» **Exercise directions**: Write out each line of the data below word for word, with no changes.
START Raw data
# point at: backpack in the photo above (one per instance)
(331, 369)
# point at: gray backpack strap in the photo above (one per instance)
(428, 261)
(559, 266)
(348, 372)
END Raw data
» **Result**:
# point at: backpack in the photo above (one per instance)
(331, 369)
# point at: gray backpack strap in the photo above (one per instance)
(428, 261)
(559, 266)
(348, 372)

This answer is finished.